[LA CONSIGNE]:
Recopiez mot pour mot le passage de l'extrait sur la peste qui va de « La confirmation diagnostique » jusqu'à « positifs, sont possibles. ».

[EXTRAIT FOURNI]:
Le point de départ n'est plus une puce de rongeur, mais un malade atteint de peste bubonique. Ce dernier déclare une peste pulmonaire secondaire à l'infection d'origine animale. Au cours de la pneumopathie pesteuse, il peut transmettre par voie aérienne Y. pestis à des sujets contacts, qui l'inhalent. Le bacille infecte directement le parenchyme pulmonaire : c'est la peste pulmonaire primitive.
Ici encore, les symptômes sont banals et atypiques. Il s'agit d'un syndrome pseudo-grippal avec toux sèche, fièvre et céphalées. Très rapidement le bacille dissémine. La pneumopathie pesteuse apparaît avec des signes d'atteinte profonde de l'état général, une toux avec crachats hémoptoïques dits « sirop de framboise », des douleurs thoraciques importantes, une fièvre très élevée, des troubles de la conscience et coma. Les clichés thoraciques sont sans spécificités, en dehors d'images liées à la pneumopathie. Arrivé à ce stade, en l'absence de traitement, le décès est proche.
La confirmation diagnostique
Jusqu'à voici peu, le diagnostic reposait sur deux examens : la sérologie et la bactériologie.
La sérologie ne donne pas le diagnostic. La montée des anticorps se faisant en six jours, à ce stade, le patient est guéri ou décédé. Il s'agit ici plutôt d'une orientation, d'une confirmation a posteriori chez un patient suspecté de peste et traité. Des réactions croisées, responsables de faux positifs, sont possibles.

[Extraits du jeu de données]
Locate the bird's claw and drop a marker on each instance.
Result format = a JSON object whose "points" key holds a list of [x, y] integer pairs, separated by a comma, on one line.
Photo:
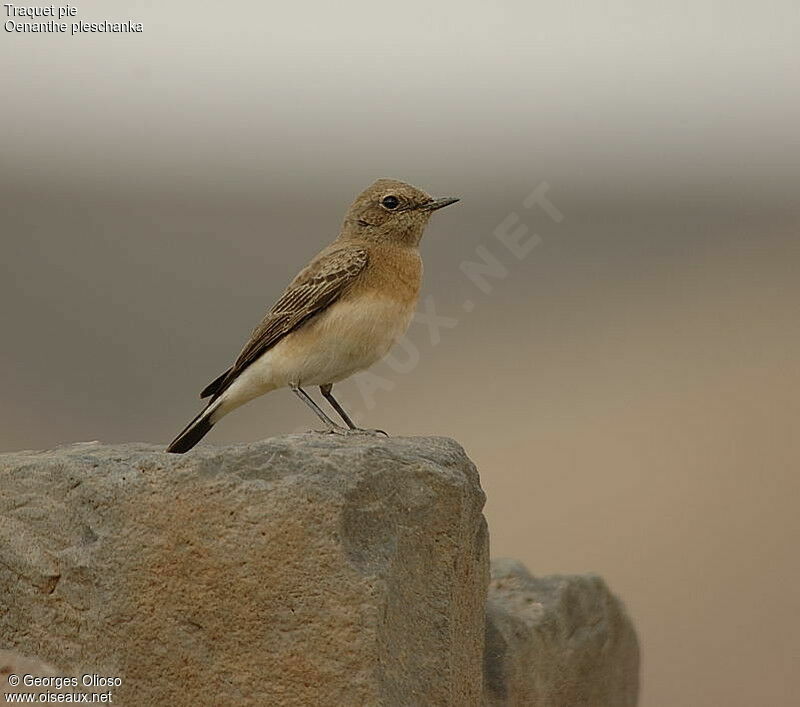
{"points": [[345, 431]]}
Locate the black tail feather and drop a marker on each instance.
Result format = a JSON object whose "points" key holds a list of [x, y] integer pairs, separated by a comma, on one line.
{"points": [[216, 386], [192, 434]]}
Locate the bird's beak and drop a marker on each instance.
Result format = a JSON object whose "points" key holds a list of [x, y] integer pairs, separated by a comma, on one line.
{"points": [[439, 203]]}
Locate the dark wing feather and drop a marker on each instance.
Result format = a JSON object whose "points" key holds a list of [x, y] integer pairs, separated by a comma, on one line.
{"points": [[314, 289]]}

[CORRIGÉ DE L'EXERCICE]:
La confirmation diagnostique
Jusqu'à voici peu, le diagnostic reposait sur deux examens : la sérologie et la bactériologie.
La sérologie ne donne pas le diagnostic. La montée des anticorps se faisant en six jours, à ce stade, le patient est guéri ou décédé. Il s'agit ici plutôt d'une orientation, d'une confirmation a posteriori chez un patient suspecté de peste et traité. Des réactions croisées, responsables de faux positifs, sont possibles.